Output every line of the data exactly as it appears.

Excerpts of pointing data
++++
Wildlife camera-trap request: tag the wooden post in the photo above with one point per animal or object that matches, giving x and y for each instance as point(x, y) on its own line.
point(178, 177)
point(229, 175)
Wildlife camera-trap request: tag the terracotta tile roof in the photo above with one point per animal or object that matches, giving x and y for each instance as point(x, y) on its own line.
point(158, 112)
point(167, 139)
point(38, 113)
++++
**FINISHED EXERCISE**
Wildlife camera-trap request: tag the wooden post in the photo above with one point per animal or object that matches, giving x and y for each instance as point(x, y) on its own line.
point(178, 177)
point(229, 175)
Wildlife camera-trap request: tag the terracotta tile roof in the photo above with one point per animal or object that matches, giving x and y for each instance as point(x, y) on its own line.
point(158, 112)
point(167, 139)
point(38, 113)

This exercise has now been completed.